* **EXERCISE 1**
Repeat word for word the passage of the veto session summary from "The Morrison Memo: Veto" up to and including "for an override.".
* **EXERCISE 2**
According to the veto session summary, which groups would SB 402 require to attend annual sexual harassment training sessions?
----- EXCERPT PROVIDED
The Morrison Memo: Veto Session Summary

Fall Veto Session Concludes with Action Taken on Several Vetoed House and Senate Bills
Lawmakers were in Springfield last week for the final days of the 2017 fall veto session. Of the bills that received a partial or full veto by the Governor during the spring legislative session, more than a dozen were brought forward for successful overrides. While Rauner vetoes were overridden in many cases, I am pleased to report that an effort to override his veto on a complete prohibition of “right to work” zones in Illinois failed to garner the required 71 votes for an override.
Legislators will spend the next few months in their home districts tending to the needs of local constituents. We will also spend this time finalizing our legislative agendas for 2018. Members of the House of Representatives report back to Springfield on January 23, and Senators will return the following week for the 2018 regular session.

General Assembly Sends Comprehensive Sexual Harassment Prevention Legislation to Governor 

Members of the House and Senate approved a comprehensive piece of legislation last week that seeks to address the culture of sexual harassment in Springfield. SB 402 includes a mandate for annual sexual harassment training sessions for state constitutional offices, state employees, lawmakers, and lobbyists. The bill also includes a provision brought forward by House Republican Leader Jim Durkin, which would create a telephone hotline for persons seeking relief in cases of sexual harassment. Examples of help that the hotline could provide include assistance in filing a sexual harassment complaint, referral of a victim to counseling, or referral of a victim to protective services. House members received their training on November 8 and Senators received their training on November 9.
----------
----- SUPPLIED RECORDS
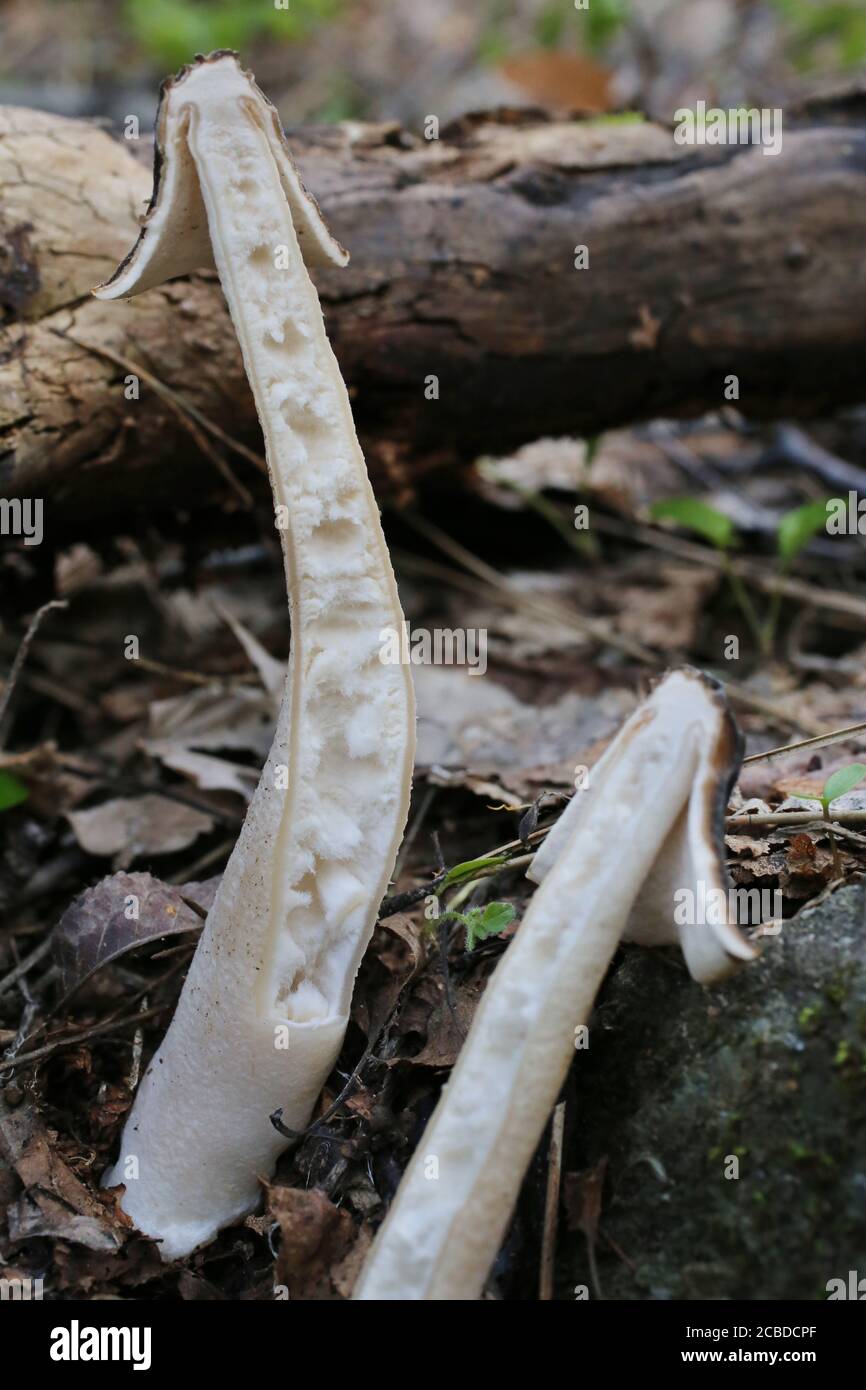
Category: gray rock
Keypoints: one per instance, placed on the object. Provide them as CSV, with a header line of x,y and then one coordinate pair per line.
x,y
770,1069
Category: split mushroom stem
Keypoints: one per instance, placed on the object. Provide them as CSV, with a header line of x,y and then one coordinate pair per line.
x,y
649,822
264,1008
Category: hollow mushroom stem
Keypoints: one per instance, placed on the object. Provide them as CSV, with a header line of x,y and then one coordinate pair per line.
x,y
649,822
263,1011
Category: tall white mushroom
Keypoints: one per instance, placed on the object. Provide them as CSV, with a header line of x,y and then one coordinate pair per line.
x,y
263,1012
649,823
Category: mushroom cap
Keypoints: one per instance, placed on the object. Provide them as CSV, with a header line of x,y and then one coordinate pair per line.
x,y
175,238
699,724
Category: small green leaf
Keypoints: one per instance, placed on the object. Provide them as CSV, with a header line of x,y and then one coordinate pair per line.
x,y
487,922
843,781
11,791
592,448
697,516
797,528
470,868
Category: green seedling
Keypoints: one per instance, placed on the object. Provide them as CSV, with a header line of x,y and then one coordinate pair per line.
x,y
11,791
795,530
720,531
836,786
471,868
481,923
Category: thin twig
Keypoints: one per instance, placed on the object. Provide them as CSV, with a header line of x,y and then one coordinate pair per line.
x,y
21,656
25,966
84,1036
838,736
548,1240
794,818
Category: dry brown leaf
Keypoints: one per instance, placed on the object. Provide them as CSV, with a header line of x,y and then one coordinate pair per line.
x,y
128,827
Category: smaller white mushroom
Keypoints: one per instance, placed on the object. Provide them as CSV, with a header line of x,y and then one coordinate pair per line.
x,y
648,823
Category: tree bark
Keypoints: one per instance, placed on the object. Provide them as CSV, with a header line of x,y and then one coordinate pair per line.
x,y
462,323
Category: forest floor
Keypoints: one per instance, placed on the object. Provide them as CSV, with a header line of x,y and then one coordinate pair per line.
x,y
142,706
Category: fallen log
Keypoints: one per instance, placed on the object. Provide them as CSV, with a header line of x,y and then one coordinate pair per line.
x,y
462,323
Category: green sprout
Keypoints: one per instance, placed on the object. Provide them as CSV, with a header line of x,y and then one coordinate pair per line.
x,y
481,923
11,791
836,786
794,531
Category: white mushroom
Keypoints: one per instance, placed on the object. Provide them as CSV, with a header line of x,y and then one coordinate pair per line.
x,y
649,822
262,1016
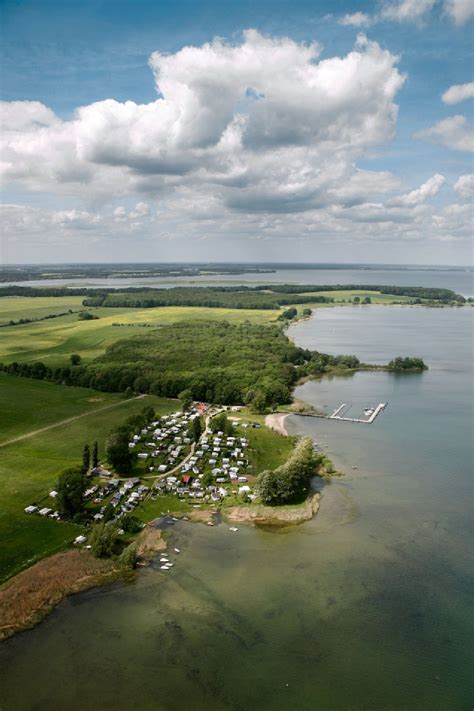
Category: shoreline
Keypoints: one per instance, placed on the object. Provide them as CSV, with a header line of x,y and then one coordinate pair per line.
x,y
276,516
30,596
276,422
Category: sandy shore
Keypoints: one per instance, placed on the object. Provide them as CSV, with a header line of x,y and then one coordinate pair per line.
x,y
274,515
276,422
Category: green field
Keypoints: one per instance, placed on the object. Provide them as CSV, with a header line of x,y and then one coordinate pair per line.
x,y
54,341
17,307
347,295
29,468
29,405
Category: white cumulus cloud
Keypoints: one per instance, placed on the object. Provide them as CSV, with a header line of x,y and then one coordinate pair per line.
x,y
457,93
356,19
265,124
418,196
464,186
407,10
453,132
460,11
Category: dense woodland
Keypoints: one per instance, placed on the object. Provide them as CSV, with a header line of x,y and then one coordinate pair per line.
x,y
215,360
255,297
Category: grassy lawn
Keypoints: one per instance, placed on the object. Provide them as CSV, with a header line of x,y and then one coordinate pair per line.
x,y
29,469
29,405
339,297
54,341
17,307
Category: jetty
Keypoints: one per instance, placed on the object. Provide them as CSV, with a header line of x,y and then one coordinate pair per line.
x,y
341,413
371,414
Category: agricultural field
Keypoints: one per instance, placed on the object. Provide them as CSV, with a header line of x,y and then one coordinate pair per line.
x,y
28,405
343,296
53,341
29,468
14,308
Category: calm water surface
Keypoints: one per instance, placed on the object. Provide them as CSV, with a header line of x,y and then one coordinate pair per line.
x,y
458,280
364,608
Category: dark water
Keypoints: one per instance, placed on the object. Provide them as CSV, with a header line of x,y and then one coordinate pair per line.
x,y
364,608
455,279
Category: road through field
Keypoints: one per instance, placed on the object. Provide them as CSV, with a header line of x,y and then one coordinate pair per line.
x,y
67,420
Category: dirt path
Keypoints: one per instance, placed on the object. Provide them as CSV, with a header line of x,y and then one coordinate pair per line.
x,y
188,456
69,419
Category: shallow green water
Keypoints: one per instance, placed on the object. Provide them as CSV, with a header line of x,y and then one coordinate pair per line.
x,y
366,607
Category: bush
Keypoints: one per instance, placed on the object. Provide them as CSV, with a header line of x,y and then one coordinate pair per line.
x,y
103,539
128,558
71,487
290,482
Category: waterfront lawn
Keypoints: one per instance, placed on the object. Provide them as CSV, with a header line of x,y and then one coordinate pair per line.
x,y
54,341
347,295
29,470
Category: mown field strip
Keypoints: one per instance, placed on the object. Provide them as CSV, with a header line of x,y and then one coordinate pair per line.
x,y
69,419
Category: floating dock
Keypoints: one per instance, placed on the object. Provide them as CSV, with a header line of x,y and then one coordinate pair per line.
x,y
336,415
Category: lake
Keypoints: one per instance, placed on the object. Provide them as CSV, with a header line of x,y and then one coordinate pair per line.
x,y
459,280
365,608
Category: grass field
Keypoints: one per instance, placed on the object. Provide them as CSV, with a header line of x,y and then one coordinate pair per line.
x,y
28,405
17,307
30,468
346,295
54,341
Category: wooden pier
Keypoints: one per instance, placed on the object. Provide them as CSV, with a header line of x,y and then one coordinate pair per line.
x,y
345,407
376,411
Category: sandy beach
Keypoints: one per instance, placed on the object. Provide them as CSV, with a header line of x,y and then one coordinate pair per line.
x,y
276,422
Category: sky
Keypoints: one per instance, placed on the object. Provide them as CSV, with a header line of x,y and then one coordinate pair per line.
x,y
210,130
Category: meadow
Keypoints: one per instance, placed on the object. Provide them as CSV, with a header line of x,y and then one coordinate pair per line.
x,y
13,308
29,468
53,341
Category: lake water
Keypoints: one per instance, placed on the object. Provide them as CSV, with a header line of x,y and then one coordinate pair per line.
x,y
365,608
460,281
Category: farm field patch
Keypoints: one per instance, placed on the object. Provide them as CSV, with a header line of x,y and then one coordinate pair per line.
x,y
17,307
54,341
29,469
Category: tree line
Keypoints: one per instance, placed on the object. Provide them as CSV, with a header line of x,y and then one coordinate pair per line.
x,y
215,361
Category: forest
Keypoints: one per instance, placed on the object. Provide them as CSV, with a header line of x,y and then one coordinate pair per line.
x,y
217,361
255,297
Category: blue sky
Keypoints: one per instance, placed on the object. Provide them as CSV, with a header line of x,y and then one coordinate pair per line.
x,y
66,54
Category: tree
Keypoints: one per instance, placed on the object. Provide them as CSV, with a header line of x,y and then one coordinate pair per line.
x,y
186,399
95,455
71,487
102,539
130,524
290,482
128,557
118,451
196,429
86,459
148,413
259,401
220,423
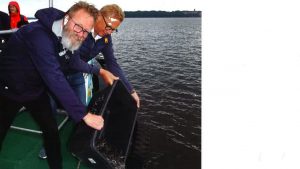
----------
* **COMPLETE RESPONSE 1**
The Morrison Memo: Veto Session Summary

Fall Veto Session Concludes with Action Taken on Several Vetoed House and Senate Bills
Lawmakers were in Springfield last week for the final days of the 2017 fall veto session. Of the bills that received a partial or full veto by the Governor during the spring legislative session, more than a dozen were brought forward for successful overrides. While Rauner vetoes were overridden in many cases, I am pleased to report that an effort to override his veto on a complete prohibition of “right to work” zones in Illinois failed to garner the required 71 votes for an override.

* **COMPLETE RESPONSE 2**
- State constitutional offices
- State employees
- Lawmakers
- Lobbyists